Source records
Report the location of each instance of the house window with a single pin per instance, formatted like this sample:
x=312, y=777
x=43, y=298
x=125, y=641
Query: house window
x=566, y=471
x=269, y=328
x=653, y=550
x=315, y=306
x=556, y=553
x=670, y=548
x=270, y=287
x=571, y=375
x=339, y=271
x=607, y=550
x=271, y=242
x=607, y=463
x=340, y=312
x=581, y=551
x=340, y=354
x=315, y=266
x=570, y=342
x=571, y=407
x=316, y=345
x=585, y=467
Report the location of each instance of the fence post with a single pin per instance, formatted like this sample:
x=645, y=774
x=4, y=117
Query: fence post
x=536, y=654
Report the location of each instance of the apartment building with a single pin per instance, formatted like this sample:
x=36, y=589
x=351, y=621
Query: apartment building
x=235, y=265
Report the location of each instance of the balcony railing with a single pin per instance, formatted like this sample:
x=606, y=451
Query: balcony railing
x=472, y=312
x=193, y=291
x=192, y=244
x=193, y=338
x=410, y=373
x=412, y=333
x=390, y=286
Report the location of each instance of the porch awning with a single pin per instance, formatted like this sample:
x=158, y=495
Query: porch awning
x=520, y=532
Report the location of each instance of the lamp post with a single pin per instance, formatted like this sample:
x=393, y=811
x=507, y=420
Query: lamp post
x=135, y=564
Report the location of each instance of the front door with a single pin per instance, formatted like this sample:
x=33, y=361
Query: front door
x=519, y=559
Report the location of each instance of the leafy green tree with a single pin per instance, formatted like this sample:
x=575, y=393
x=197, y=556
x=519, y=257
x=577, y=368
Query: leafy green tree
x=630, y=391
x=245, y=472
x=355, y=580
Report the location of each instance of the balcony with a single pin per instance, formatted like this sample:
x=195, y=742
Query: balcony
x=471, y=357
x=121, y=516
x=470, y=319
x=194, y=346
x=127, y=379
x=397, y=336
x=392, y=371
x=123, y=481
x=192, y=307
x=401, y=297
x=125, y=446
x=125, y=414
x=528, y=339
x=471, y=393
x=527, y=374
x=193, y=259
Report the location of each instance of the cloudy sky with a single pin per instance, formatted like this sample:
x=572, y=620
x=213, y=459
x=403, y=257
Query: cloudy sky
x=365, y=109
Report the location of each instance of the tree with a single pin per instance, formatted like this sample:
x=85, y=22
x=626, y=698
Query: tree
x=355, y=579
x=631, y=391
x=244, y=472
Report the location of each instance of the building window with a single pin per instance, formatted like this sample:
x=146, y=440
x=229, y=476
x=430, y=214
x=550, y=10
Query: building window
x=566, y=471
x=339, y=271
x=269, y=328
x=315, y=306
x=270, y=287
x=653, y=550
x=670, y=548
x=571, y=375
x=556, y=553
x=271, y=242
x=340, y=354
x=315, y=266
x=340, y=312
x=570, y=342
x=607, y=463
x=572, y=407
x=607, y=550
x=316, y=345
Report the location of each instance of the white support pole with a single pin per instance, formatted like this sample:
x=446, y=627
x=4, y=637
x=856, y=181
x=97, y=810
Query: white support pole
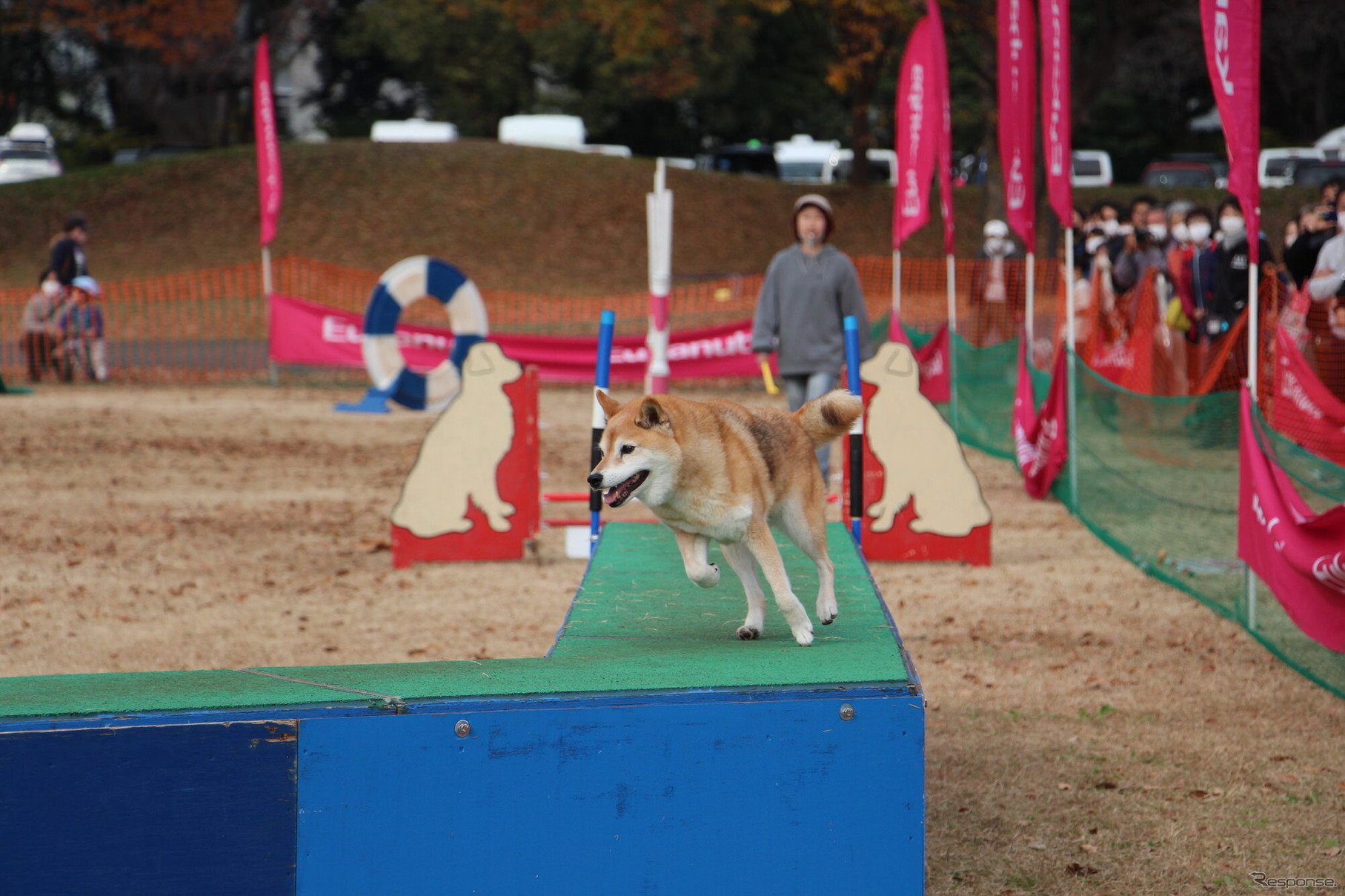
x=896, y=293
x=1071, y=397
x=1029, y=323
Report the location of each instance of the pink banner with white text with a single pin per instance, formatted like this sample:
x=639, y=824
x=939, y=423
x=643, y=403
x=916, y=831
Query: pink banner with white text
x=1056, y=140
x=305, y=333
x=1297, y=554
x=1304, y=407
x=919, y=123
x=268, y=145
x=1017, y=67
x=1041, y=439
x=1232, y=54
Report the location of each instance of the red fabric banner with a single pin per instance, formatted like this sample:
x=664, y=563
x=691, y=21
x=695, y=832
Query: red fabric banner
x=1298, y=554
x=268, y=145
x=1056, y=138
x=943, y=158
x=935, y=368
x=1041, y=440
x=1017, y=113
x=305, y=333
x=1232, y=56
x=1304, y=409
x=919, y=122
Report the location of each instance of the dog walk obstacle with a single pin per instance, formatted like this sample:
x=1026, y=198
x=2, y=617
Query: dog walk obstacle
x=648, y=752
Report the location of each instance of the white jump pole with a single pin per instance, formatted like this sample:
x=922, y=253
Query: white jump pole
x=658, y=208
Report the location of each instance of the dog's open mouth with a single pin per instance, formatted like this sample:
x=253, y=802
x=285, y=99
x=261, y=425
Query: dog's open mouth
x=617, y=494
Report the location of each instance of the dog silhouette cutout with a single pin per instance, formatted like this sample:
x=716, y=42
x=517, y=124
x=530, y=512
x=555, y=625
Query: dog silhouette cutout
x=919, y=452
x=462, y=451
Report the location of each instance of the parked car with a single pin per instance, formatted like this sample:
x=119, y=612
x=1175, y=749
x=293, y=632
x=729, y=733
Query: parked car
x=1178, y=174
x=414, y=130
x=751, y=158
x=1315, y=173
x=19, y=165
x=29, y=135
x=1090, y=168
x=883, y=166
x=1275, y=167
x=800, y=159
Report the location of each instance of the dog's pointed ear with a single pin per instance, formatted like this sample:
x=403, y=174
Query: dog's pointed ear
x=653, y=415
x=607, y=402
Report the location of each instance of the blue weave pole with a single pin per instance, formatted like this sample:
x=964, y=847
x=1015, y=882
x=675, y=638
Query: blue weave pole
x=602, y=379
x=851, y=364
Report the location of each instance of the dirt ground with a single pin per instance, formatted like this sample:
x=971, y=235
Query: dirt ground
x=1090, y=731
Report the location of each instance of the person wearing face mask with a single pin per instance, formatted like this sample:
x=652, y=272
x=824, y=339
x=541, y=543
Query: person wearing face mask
x=1325, y=323
x=997, y=288
x=808, y=291
x=41, y=325
x=1229, y=299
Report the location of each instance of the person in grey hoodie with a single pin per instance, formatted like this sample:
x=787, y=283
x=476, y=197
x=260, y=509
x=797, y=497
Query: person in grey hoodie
x=808, y=291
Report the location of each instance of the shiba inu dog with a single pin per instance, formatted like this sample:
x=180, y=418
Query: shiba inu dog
x=723, y=471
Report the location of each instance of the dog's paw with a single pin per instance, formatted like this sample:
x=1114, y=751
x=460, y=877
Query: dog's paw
x=708, y=579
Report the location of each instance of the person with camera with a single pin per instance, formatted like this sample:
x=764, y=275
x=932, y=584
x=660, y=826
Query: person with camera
x=1317, y=225
x=1325, y=318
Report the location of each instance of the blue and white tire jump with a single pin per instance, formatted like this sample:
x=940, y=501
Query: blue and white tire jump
x=402, y=284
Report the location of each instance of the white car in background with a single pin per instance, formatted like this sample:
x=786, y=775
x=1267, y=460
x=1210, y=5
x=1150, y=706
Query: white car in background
x=800, y=159
x=1275, y=166
x=27, y=163
x=883, y=166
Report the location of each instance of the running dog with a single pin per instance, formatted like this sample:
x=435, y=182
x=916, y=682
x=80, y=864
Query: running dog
x=717, y=470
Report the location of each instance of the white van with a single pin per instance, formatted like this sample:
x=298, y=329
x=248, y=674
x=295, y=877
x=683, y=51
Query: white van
x=414, y=130
x=557, y=132
x=802, y=159
x=883, y=166
x=1275, y=167
x=1090, y=168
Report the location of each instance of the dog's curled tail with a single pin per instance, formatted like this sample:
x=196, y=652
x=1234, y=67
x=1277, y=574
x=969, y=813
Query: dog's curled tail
x=828, y=417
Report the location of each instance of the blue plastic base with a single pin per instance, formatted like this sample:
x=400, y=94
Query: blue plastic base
x=373, y=402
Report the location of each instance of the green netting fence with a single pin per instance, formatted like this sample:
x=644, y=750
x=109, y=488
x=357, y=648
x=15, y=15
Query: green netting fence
x=1155, y=479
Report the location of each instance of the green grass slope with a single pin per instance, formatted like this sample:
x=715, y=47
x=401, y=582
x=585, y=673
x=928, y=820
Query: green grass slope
x=513, y=218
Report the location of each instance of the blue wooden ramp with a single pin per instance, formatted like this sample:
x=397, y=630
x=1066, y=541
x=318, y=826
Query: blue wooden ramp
x=648, y=752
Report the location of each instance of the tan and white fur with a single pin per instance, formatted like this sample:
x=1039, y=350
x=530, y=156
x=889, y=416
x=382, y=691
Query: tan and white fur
x=714, y=470
x=919, y=452
x=462, y=451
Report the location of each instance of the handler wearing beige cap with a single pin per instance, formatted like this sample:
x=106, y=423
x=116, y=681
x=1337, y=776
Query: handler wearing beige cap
x=808, y=291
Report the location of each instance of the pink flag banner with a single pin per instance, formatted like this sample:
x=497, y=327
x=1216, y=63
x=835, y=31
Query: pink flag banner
x=1304, y=407
x=919, y=123
x=268, y=145
x=943, y=158
x=1232, y=56
x=1056, y=127
x=1017, y=113
x=305, y=333
x=1041, y=440
x=1298, y=554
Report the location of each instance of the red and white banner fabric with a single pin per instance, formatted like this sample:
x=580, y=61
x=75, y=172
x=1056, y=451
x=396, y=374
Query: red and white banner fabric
x=932, y=356
x=919, y=123
x=1056, y=140
x=1017, y=115
x=1298, y=554
x=268, y=145
x=1041, y=440
x=1302, y=407
x=305, y=333
x=1232, y=56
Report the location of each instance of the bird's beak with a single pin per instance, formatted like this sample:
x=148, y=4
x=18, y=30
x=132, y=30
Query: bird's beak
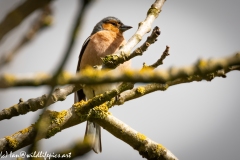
x=123, y=27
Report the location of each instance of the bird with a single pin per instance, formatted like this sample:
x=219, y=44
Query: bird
x=105, y=39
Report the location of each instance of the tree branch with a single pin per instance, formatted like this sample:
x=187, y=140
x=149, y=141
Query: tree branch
x=202, y=68
x=145, y=146
x=34, y=104
x=57, y=121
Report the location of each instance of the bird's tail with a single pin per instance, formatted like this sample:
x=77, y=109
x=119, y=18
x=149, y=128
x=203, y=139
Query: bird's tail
x=93, y=136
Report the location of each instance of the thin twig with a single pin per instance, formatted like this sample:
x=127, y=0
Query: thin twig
x=91, y=76
x=35, y=104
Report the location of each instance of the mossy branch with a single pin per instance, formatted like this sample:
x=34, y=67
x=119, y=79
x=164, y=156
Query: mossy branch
x=203, y=68
x=33, y=104
x=57, y=121
x=112, y=61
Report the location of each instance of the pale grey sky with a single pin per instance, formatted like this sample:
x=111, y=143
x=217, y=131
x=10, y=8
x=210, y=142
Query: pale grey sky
x=196, y=121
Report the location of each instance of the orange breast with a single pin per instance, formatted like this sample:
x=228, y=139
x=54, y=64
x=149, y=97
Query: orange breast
x=101, y=44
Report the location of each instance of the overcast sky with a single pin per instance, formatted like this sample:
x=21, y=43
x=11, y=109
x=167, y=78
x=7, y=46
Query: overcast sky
x=199, y=120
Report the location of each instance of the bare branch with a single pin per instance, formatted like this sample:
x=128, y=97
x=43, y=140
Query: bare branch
x=160, y=61
x=34, y=104
x=90, y=76
x=57, y=121
x=112, y=61
x=145, y=146
x=16, y=16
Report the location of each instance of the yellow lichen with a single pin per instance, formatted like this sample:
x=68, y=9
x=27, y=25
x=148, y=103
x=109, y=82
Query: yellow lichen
x=161, y=149
x=153, y=11
x=11, y=142
x=51, y=132
x=25, y=130
x=140, y=90
x=64, y=77
x=40, y=77
x=202, y=63
x=9, y=79
x=100, y=111
x=58, y=117
x=141, y=136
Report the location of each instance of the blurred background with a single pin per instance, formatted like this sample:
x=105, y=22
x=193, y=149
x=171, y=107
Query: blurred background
x=198, y=120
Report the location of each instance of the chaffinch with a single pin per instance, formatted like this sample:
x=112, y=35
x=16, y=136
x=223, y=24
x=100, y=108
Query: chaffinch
x=106, y=38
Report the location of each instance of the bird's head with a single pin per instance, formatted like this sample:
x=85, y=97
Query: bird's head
x=110, y=24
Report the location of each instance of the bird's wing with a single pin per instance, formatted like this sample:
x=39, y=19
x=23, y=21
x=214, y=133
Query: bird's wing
x=79, y=95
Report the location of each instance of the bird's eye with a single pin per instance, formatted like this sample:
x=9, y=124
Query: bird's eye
x=114, y=24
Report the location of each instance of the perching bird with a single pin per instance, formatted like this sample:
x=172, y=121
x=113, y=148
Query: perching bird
x=106, y=38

Task statement
From the records above, copy only the lines starting with the line that holds "x=167, y=78" and going on through the line that holds "x=43, y=140", exactly as written.

Your response
x=167, y=78
x=7, y=46
Query: overcast sky
x=199, y=120
Report the location of each instance of the bare branch with a single pin per instance, formatted like this sample:
x=128, y=97
x=43, y=140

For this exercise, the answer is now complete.